■ Texte à lire ■

============

En dire qu’il s’agit d’un spectacle de marionnettes particulièrement écrit pour un public adolescent, ce serait réducteur. Même si c’est vrai. Et même en précisant qu’il n’y a pas d’âge limite pour y prendre du plaisir en tant que spectateur.

On pourrait l’aborder par sa scénographie, conçue pour la rue, un ensemble d’éléments qui créent des configurations modulables visuellement fortes, tellement évocatrices des milieux urbains avec leur squelette de tubes d’acier et leurs à-plats de béton. Leurs angles et leurs arrêtes. Leur caractère anonyme et passe-partout, si conforme aux paysages de nos villes.

On pourrait rappeler qu’il s’agit d’écriture contemporaine, d’un texte de Guillaume Poix, qui est partie prenante dans l’écriture de la saison 2. Que la langue, populaire, jeune, dépouillée, heurtée, fragmentée, dessine petit à petit les enjeux complexes de luttes de pouvoir où le plus important se joue dans les silences. Ou comment glisser imperceptiblement d’une simplicité apparente à une richesse sous-jacente qui ne s’interdit pas d’aller chatouiller le genre, la séduction, la sexualité, les rapports hiérarchisés au sein d’un groupe.

============

■ Consignes ■
a. Recopiez, sans rien y changer, le passage du texte sur le spectacle de marionnettes qui va de "En dire qu’il" jusqu'à "de nos villes.".
b. Relevez dans le texte sur le spectacle de marionnettes tous les adjectifs qui qualifient la langue de la pièce.

============

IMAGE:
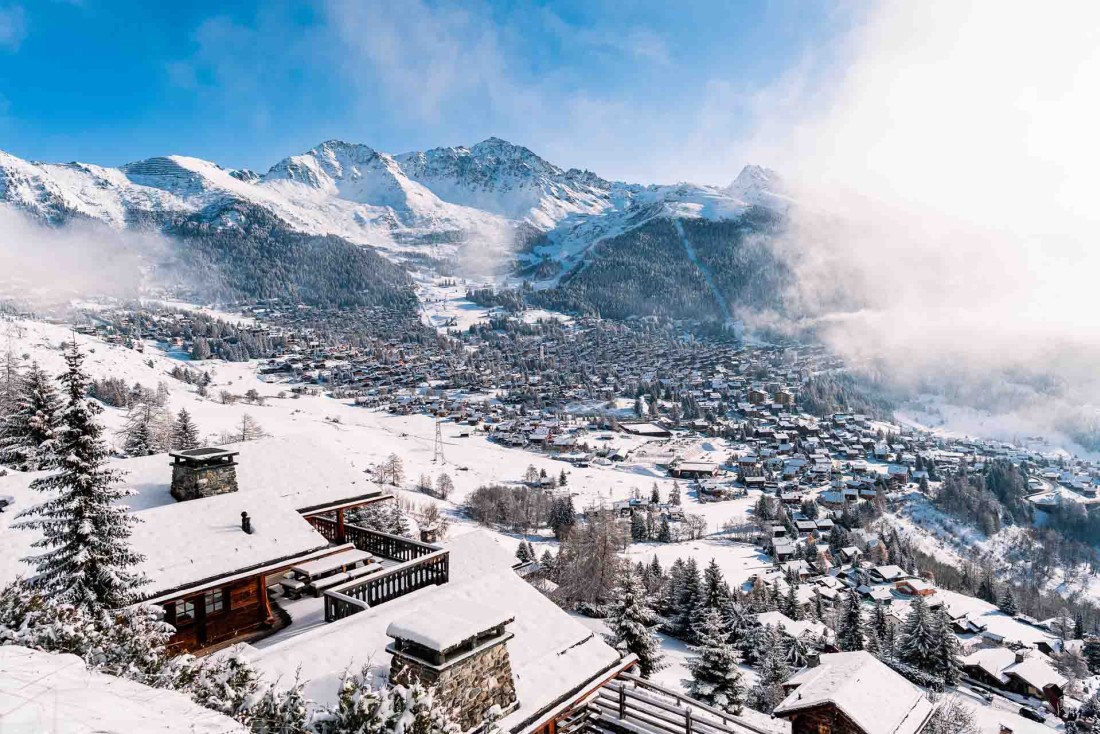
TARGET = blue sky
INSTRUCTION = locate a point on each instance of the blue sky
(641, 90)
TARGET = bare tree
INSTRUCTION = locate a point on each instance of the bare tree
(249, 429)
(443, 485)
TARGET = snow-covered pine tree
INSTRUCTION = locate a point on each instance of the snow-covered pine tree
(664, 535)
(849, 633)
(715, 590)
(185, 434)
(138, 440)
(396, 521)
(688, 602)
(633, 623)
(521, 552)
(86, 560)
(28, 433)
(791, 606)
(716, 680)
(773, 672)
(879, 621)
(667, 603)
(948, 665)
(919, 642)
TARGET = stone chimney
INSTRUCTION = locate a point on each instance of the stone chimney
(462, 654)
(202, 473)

============

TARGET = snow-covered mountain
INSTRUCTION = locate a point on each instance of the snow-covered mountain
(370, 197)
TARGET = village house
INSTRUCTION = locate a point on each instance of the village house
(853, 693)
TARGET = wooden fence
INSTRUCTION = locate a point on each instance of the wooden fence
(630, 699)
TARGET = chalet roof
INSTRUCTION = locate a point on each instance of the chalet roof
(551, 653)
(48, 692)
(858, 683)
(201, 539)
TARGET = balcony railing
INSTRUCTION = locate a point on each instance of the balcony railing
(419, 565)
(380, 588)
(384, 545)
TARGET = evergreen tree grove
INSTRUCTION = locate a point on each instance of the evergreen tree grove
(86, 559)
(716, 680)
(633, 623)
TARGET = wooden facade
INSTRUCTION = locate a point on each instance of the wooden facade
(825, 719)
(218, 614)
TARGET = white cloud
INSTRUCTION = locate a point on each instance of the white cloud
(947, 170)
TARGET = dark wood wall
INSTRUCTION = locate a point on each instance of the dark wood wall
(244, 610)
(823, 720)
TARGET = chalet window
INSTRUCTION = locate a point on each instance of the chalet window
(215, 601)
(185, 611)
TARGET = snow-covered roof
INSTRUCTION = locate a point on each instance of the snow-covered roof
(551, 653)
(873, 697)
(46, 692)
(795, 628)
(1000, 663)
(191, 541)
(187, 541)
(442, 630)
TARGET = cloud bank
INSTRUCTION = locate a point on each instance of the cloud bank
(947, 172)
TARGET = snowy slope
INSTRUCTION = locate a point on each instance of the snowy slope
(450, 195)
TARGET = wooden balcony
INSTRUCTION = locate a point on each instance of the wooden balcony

============

■ Réponses ■
a.
En dire qu’il s’agit d’un spectacle de marionnettes particulièrement écrit pour un public adolescent, ce serait réducteur. Même si c’est vrai. Et même en précisant qu’il n’y a pas d’âge limite pour y prendre du plaisir en tant que spectateur.

On pourrait l’aborder par sa scénographie, conçue pour la rue, un ensemble d’éléments qui créent des configurations modulables visuellement fortes, tellement évocatrices des milieux urbains avec leur squelette de tubes d’acier et leurs à-plats de béton. Leurs angles et leurs arrêtes. Leur caractère anonyme et passe-partout, si conforme aux paysages de nos villes.

b. populaire, jeune, dépouillée, heurtée, fragmentée